Write out all of the data below as a numbered list, skipping blank lines and leaving out the pictures.

### Data for processing ###

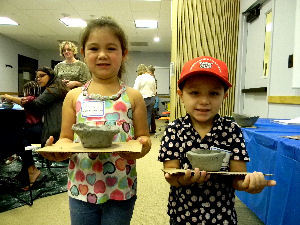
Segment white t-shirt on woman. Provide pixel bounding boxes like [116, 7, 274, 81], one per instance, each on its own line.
[133, 73, 156, 98]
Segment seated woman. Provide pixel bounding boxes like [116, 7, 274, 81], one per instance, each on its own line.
[22, 67, 69, 147]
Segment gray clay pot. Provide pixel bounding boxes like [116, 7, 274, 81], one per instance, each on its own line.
[232, 113, 259, 127]
[72, 123, 120, 148]
[186, 149, 226, 172]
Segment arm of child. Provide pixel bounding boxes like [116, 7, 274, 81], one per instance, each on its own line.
[230, 160, 276, 194]
[41, 88, 81, 161]
[119, 87, 151, 159]
[164, 159, 210, 187]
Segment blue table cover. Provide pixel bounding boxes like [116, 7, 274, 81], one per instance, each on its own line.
[236, 119, 300, 225]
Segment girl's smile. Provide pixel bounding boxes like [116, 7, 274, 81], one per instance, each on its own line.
[84, 27, 126, 80]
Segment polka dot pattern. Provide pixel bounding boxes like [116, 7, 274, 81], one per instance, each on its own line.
[158, 114, 249, 224]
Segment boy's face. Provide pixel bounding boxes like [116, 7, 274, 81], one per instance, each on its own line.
[177, 75, 227, 125]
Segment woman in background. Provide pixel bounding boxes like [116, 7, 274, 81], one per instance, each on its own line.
[1, 81, 42, 190]
[22, 67, 69, 147]
[133, 64, 156, 130]
[54, 41, 90, 89]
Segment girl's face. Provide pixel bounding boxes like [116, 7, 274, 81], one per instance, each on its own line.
[83, 27, 127, 80]
[177, 75, 227, 125]
[35, 71, 50, 87]
[62, 44, 74, 59]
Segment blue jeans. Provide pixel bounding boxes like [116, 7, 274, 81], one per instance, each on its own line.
[144, 96, 155, 127]
[69, 196, 136, 225]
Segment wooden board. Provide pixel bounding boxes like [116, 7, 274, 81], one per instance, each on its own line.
[162, 168, 273, 176]
[36, 140, 142, 153]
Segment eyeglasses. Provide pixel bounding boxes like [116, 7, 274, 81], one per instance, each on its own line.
[35, 73, 48, 80]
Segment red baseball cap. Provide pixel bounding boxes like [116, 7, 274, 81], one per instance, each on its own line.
[177, 56, 232, 88]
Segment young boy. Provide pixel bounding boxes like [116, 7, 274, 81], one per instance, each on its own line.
[158, 56, 276, 225]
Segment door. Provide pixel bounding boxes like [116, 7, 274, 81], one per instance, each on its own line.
[240, 0, 273, 117]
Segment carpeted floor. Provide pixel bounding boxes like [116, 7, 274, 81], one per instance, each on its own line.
[0, 121, 263, 225]
[0, 153, 68, 213]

###

▸ **The answer**
1. Segment white t-shirt on woman. Provide pixel bounding boxes like [116, 7, 274, 81], one per instance, each on its own line.
2. [133, 73, 156, 98]
3. Segment seated woman. Provide pixel bounding boxes like [116, 7, 274, 81], one per instance, each on its own line.
4. [22, 67, 69, 147]
5. Segment gray clay pot. Provide pixel bounding boxes like [116, 7, 274, 81], one per instance, each on its own line.
6. [232, 113, 259, 127]
7. [72, 123, 120, 148]
8. [186, 149, 226, 172]
9. Segment arm of child. Provide pixel bounding boxes like [116, 7, 274, 81], one per instance, each on its own line.
10. [230, 160, 276, 194]
11. [41, 88, 81, 161]
12. [119, 87, 151, 159]
13. [164, 159, 210, 187]
14. Segment blue table cover. Provide pixel bounding boxes like [116, 7, 274, 81], one per instance, each on its own line.
15. [236, 119, 300, 225]
16. Segment girl's smile. Provide pixel bounding boxes like [116, 7, 274, 81], one per instance, each on its own line.
17. [84, 27, 126, 80]
18. Segment polka dot pattern. Provide pixel bounding boxes like [116, 7, 274, 81], one per instance, each on its own line.
19. [158, 114, 249, 224]
20. Segment boy's face. Provide pixel bounding boxes like [116, 7, 274, 81], one per instance, each on its own line.
21. [177, 75, 227, 125]
22. Segment woman in background. Provide pixel bounding boxes like [116, 7, 274, 81], one per instance, each on its own line.
23. [1, 81, 42, 190]
24. [22, 67, 69, 147]
25. [133, 64, 156, 130]
26. [54, 41, 90, 89]
27. Segment girl's face. Provide pixel bounding boxes like [116, 7, 274, 81], one per instance, each on its own line.
28. [83, 27, 127, 80]
29. [177, 75, 227, 125]
30. [35, 71, 50, 87]
31. [62, 44, 74, 59]
32. Segment blue jeans. Provide pixel bounding boxes like [116, 7, 274, 81], one per instance, each on its own line.
33. [144, 96, 155, 127]
34. [69, 196, 136, 225]
35. Segment wooden board. Provide pixel bounding boxes like [116, 7, 274, 81], one per instance, each on its own line.
36. [162, 168, 273, 176]
37. [36, 140, 142, 153]
38. Segment eyeglasses. Provide pixel bounding boxes like [116, 7, 274, 81], one per instance, each on its own line.
39. [35, 73, 48, 80]
40. Segment red baseball cap. Provide pixel bounding boxes like [116, 7, 274, 81], one per instance, each on its own line.
41. [177, 56, 232, 88]
42. Segment young boy. Provide pixel bounding boxes like [116, 7, 274, 81], one per instance, each on its own line.
43. [158, 56, 276, 225]
44. Segment door. Provide pixel bounding boxes like [116, 7, 274, 81], one per instance, each on its own line.
45. [240, 0, 273, 117]
46. Segment carpeted floor. Provide pixel bounding boxes like [116, 7, 274, 81], one per instance, each on its own line.
47. [0, 121, 263, 225]
48. [0, 153, 68, 213]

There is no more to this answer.